Cet incident confirme que la véritable source de la violence antidémocratique et des agressions émane de la droite. Pas une seule source médiatique grand public – y compris la BBC et le Guardian – n’a rapporté les attaques des partisans de Ryan, car cela nuirait à leur récit mensonger décrivant les députés blairistes comme des martyrs politiques.

Dans toute la couverture médiatique de Ryan, elle est présentée comme la victime de la même « gauche extrémiste ». Rien ou presque n’est relayé de son sale parcours politique.

Ryan a d’abord fait parler d’elle lors du scandale des frais parlementaires qui défraya la chronique des journaux il y a dix ans, lorsque ses indemnités dépassaient celles de tout autre député – 173.691 £ (193 748 €) en 2007. En 2012, The Independent rapportait « qu’au moins dix tentatives furent lancées à partir d’ordinateurs au Parlement pour supprimer des informations en rapport avec les demandes d’indemnités de [Ryan] et 20 autres efforts pour supprimer ces informations, certains provenant de sa circonscription d’Enfield North, ont également été signalés dans les historiques de Wikipédia ».

※

- [Exercices]
- A) Indiquez par oui ou par non si chaque affirmation concorde avec le texte sur la députée Ryan, et citez mot pour mot le passage qui tranche. (i) La BBC et le Guardian ont rapporté les attaques des partisans de Ryan. (ii) En 2007, les indemnités de Ryan dépassaient celles de tout autre député. (iii) The Independent a publié son article en 2007.
- B) Poursuivez le texte sur la députée Ryan après sa dernière phrase.

Liste des données:
※

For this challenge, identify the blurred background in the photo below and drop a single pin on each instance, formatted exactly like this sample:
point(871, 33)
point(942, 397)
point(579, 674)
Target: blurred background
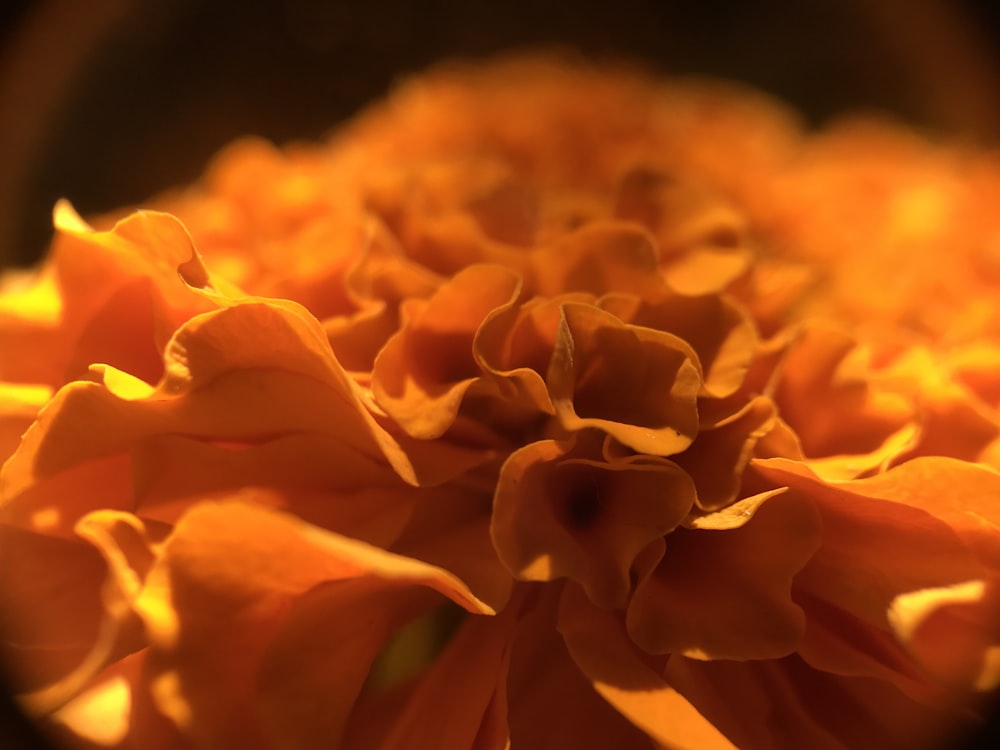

※

- [Corrigé]
- A)
(i) Non : « Pas une seule source médiatique grand public – y compris la BBC et le Guardian – n’a rapporté les attaques des partisans de Ryan ».
(ii) Oui : « ses indemnités dépassaient celles de tout autre député – 173.691 £ (193 748 €) en 2007 ».
(iii) Non : « En 2012, The Independent rapportait ».

- B)
En 2008, Ryan, en tant que vice-présidente du Parti travailliste et représentante du premier ministre Gordon Brown en Chypre, a appelé, avec 12 autres députés affiliés au groupe de réflexion Progress, à le remplacer à la tête du parti dans une élection et puis comme Premier ministre car à leurs yeux il ne menait pas une politique suffisamment blairiste (de droite).

Le plus significatif a été le travail de Ryan en tant que président de LFI, un groupe de lobby qui sert de couverture pour l’ambassade israélienne et qui est financé par celle-ci. Israël a été un protagoniste clé dans la campagne contre Corbyn et son soutien à la cause palestinienne.

Dans le film documentaire The Lobby, diffusé l’année dernière par Al Jazeera, le responsable parlementaire du LFI, Michael Rubin, déclare que : « Nous travaillons très étroitement ensemble », mais « publiquement, nous essayons simplement de garder la LFI comme identité distincte de l’ambassade ».

Rubin a révélé que Ryan était en contact quasi quotidien avec Shai Masot, un membre du personnel de l’ambassade israélienne à Londres, qui a été filmé (article en anglais) en train de comploter « le renversement » des députés perçus comme hostiles à Israël. Masot est également filmé en train de discuter avec des personnalités des Conservative Friends of Israël (CFI), dont Maria Strizzolo, collaboratrice principale du ministre de l’éducation Robert Halfon et ancienne directrice politique du CFI, pour savoir si Strizzoli pourrait aider à « renverser » l’adjoint du ministre des affaires étrangères, Sir Alan Duncan. Avec du recul, l’affaire ressemble maintenant à une répétition générale pour l’opération menée contre Corbyn.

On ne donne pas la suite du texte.